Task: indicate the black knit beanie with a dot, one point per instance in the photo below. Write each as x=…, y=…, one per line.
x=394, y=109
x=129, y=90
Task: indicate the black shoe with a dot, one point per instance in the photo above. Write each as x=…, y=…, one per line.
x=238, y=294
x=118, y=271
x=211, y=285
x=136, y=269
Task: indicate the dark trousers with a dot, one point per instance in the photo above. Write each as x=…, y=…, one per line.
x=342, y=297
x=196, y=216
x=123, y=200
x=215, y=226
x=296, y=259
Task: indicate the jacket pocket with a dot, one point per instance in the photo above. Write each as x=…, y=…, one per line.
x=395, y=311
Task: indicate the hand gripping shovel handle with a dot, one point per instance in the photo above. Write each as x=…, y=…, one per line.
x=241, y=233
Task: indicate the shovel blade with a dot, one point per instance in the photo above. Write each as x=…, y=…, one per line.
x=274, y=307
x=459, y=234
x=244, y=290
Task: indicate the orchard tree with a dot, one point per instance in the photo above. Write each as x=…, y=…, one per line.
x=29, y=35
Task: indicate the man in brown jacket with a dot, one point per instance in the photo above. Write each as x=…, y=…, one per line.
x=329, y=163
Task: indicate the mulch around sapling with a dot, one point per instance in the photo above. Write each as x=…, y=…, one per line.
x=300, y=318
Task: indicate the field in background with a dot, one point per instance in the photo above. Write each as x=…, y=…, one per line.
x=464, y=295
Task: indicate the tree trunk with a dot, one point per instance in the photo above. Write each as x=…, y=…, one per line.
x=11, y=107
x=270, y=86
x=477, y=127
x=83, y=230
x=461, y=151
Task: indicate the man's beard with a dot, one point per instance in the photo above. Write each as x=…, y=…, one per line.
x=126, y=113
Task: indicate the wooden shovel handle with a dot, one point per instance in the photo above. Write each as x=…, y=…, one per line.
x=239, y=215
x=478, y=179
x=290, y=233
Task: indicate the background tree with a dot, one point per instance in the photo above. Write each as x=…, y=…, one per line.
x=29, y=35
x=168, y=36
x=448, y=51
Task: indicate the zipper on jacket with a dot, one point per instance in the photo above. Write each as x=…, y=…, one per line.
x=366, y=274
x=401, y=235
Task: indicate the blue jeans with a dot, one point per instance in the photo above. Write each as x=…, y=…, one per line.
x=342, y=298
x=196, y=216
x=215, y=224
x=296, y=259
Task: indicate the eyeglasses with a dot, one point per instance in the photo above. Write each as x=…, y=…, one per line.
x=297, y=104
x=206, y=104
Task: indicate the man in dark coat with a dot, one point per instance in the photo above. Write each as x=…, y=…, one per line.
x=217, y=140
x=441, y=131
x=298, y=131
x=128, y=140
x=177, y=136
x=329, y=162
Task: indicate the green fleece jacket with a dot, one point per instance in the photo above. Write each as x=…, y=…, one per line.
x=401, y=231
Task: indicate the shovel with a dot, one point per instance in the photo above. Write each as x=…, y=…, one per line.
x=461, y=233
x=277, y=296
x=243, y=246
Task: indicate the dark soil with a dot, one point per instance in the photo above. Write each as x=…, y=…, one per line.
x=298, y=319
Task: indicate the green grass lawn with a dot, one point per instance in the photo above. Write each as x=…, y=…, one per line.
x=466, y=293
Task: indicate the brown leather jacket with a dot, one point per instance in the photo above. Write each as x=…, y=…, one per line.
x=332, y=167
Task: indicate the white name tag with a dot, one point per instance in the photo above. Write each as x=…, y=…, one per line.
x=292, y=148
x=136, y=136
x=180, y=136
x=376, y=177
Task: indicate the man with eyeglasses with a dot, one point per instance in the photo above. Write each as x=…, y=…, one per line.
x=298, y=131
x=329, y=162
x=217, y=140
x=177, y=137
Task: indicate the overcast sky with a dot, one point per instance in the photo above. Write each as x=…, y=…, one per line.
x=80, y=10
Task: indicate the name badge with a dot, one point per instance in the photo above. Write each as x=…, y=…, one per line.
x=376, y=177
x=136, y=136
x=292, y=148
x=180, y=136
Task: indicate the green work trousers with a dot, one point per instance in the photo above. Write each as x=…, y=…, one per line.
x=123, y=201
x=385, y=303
----------
#### Task requirements
Could you rewrite all of the data above, replacing "indicate" with "mark" and leaving everything else unchanged?

#### Solution below
Task: mark the black knit beanie with a dot, one point per instance in the photo below. Write each as x=…, y=…, one per line.
x=394, y=109
x=129, y=90
Task: mark the black shoe with a dot, one point per instance in the photo above. Write each as x=…, y=…, one per line.
x=238, y=294
x=118, y=271
x=211, y=285
x=136, y=269
Task: mark the dark trousers with a dot, one point per instance in the photo above. Write each as x=…, y=…, one per line.
x=342, y=297
x=196, y=216
x=123, y=200
x=215, y=226
x=296, y=259
Task: mark the jacket pocket with a dot, one point per instance in the photo above. Write each as x=…, y=…, one per line.
x=395, y=311
Task: mark the hand gripping shovel handle with a dot, one point per instance in the photo above. Write each as x=…, y=…, one per line.
x=241, y=233
Task: mark the shovel blade with a dot, one point per instance in the photo above. Write each as x=…, y=…, one per line.
x=274, y=307
x=459, y=234
x=244, y=290
Task: mark the orchard tree with a dot, one point per instance in the photo above. Write each as x=…, y=…, one per line.
x=29, y=35
Task: mark the man in brown jacket with a dot, one point per instance in the photo above. Write each as x=…, y=…, one per line.
x=329, y=163
Task: mark the mulch around sapling with a dot, one point per instance in the photo above. Write each as x=…, y=…, one per line.
x=300, y=318
Task: mark the field in background with a dot, one point per instance in the photo above. Write each as x=…, y=…, one per line.
x=464, y=295
Task: mark the tree trunk with a dot, one point per instance in the photo above. Write each as x=…, y=…, one per line.
x=11, y=107
x=270, y=86
x=477, y=127
x=83, y=230
x=461, y=151
Task: mark the man's beard with a dot, one point per instance in the photo above. Write each as x=…, y=…, one per line.
x=126, y=113
Task: mark the wooden shovel handle with a dot, one point per instance in the photo above. Write each as x=…, y=…, one per line.
x=239, y=215
x=478, y=179
x=290, y=233
Task: mark the background tree with a dot, one point per instance in the photo above. Write each as x=…, y=…, one per line.
x=29, y=35
x=168, y=36
x=448, y=51
Task: mark the zipper on jacket with a dot, one point per instance in the photo above. Write each as x=…, y=…, one per line.
x=366, y=274
x=401, y=235
Task: mark the blue jeans with a dot, one point per instance in the photo above. Write each as x=…, y=…, one per line.
x=342, y=298
x=196, y=216
x=215, y=224
x=296, y=259
Task: mark the eyeglasses with a dot, one point per instance in the photo above. Write each as x=…, y=…, one per line.
x=297, y=104
x=206, y=104
Task: mark the man in dark coat with a dot, one point per instance in the photo above. Write each as x=…, y=…, one per line.
x=217, y=140
x=441, y=131
x=298, y=131
x=128, y=140
x=177, y=136
x=329, y=162
Task: mark the green fleece jacket with a dot, one point per instance in the photo above. Write each as x=…, y=…, one per line.
x=401, y=231
Task: mark the shovel with a dot, one point per instance in the photo above. Write each as x=…, y=…, one per line.
x=461, y=233
x=277, y=296
x=243, y=246
Task: mark the dark soil with a dot, one point per instance in the photo above. Write each as x=…, y=…, one per line.
x=298, y=319
Task: mark the green grass lawn with a dot, one point per instance in the photo above. Write each as x=…, y=…, one per line.
x=466, y=293
Task: mark the brown leather jacket with a dot, one point per instance in the photo above. Write each as x=…, y=…, one per line.
x=332, y=167
Task: mark the white name tag with a dot, one point per instance in the photo above. Write each as x=…, y=…, one per line.
x=292, y=148
x=136, y=136
x=180, y=136
x=376, y=177
Task: mark the man with eyeglasses with a dot, one point per instance in the photo above. Write each as x=…, y=…, one per line.
x=298, y=131
x=329, y=162
x=217, y=140
x=177, y=137
Task: mark the overcast sky with a dot, one point per instance in the photo above. Write each as x=…, y=…, one per line.
x=80, y=10
Task: mark the name badge with a dot, one point per instance in the photo above. Write each as x=…, y=…, one per line.
x=376, y=177
x=136, y=136
x=292, y=148
x=180, y=136
Task: mark the green work trousers with a dot, one point per instance in the photo above. Write each as x=…, y=…, one per line.
x=123, y=201
x=385, y=303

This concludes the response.